## 課題
1. パターナリズムの文章を読んで、次の問いに答えてください。
(a) パターナリズムとは、だれがだれに何を押し付ける態度だと書かれていますか。
(b) パターナリズムがどうしても避けられない関係として、どんな二つの関係が挙げられていますか。
(c) 一言で言うと、相手の選択をどう受け止めることだとされていますか。
2. パターナリズムの文章で、押し付けにならないために大切だとされていることを、すべて書き出してください。
3. パターナリズムの文章の最後の文のあとから、続きを書き継いでください。

## 本文
それもまたよし

ゼッカ広路(Largo Zecca), ジェノヴァ

パターナリズムとは、知識や経験のある人がそれらのない人の「幸福」を心底願って「自分の考える最善」を(時には無意識に)押し付ける態度のことです。押し付けられた側も「経験や知識のある人の考える最善」を受け入れ「幸福」であると感じていると、一見して何も問題がありません。しかし、自ら考えて選んだり決めたりする機会が少なく、自由を行使する力を育まないでいると、深刻な社会生活上・精神生活上の危機に繋がることがあります。

大人と子ども、医師と患者、それらの関係においてパターナリズムはどうしても避けられないもので、そうすると小児医療というのは特にパターナリズムに陥りやすい状況ということになります。小児科医が子どもの「幸福」を心底願って「自分の考える最善」を献身的に行なうことが知らず知らず押し付けになり、かえって子どもや家族が自ら考えたり選んだり決めたりする機会を奪っていることもありえます。少しでもそうならないために大切になってくるのは、まずは「幸福」以外の価値観(「自由」など)も大切にすること、そして「複数視点からの最善」を意識すること、更には「最善」を目指さない(こだわらない)こと、ではないかと思います。一言で言うと、相手の選択に対して「それもまたよし」と受け止めるということかもしれません。

## 提供データ
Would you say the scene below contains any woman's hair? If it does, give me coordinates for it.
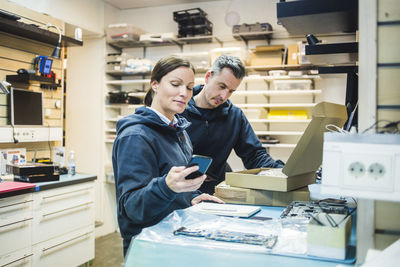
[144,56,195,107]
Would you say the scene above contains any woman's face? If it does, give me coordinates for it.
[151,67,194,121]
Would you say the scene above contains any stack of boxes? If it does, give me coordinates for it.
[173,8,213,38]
==
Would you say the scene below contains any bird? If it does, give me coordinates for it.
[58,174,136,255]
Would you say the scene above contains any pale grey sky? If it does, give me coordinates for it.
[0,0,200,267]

## 解答
1.
(a) 知識や経験のある人が、それらのない人に「自分の考える最善」を押し付ける態度。
(b) 大人と子ども、医師と患者。
(c) 「それもまたよし」と受け止めること。

2.
- 「幸福」以外の価値観(「自由」など)も大切にすること
- 「複数視点からの最善」を意識すること
- 「最善」を目指さない(こだわらない)こと

3.
”銀行家”広場(Piazza Banchi), ジェノヴァ

例えば予防接種がとても苦手な小学生がいて、親と話し合ったうえでそれまでは毎年していたインフルエンザの予防接種をしなかった、そうしたらインフルエンザに罹ってしまって結構大変な思いをした、というようなとき、予防接種の瞬間の痛みを2回我慢したほうが40℃が3日間続くよりは「幸福」だった、科学的にもインフルエンザの予防接種は効果と安全性が確認されているのだから接種することが「最善」だった、と結論していいでしょうか?生きていく上で遭遇するリスクについて子ども自ら考え親子で話し合って決断した(自由を行使した)という経験は、別のリスクに遭遇した際に生きてくるかもしれません。

最後に、パターナリズム的な振る舞いをどうしてもしてしまうこと(親子間、医者患者間など)、他人のパターナリズム的な振る舞いにどうしてもいらだってしまうこと(夫婦間など)、それらもすべて「それもまたよし」なのだと思います。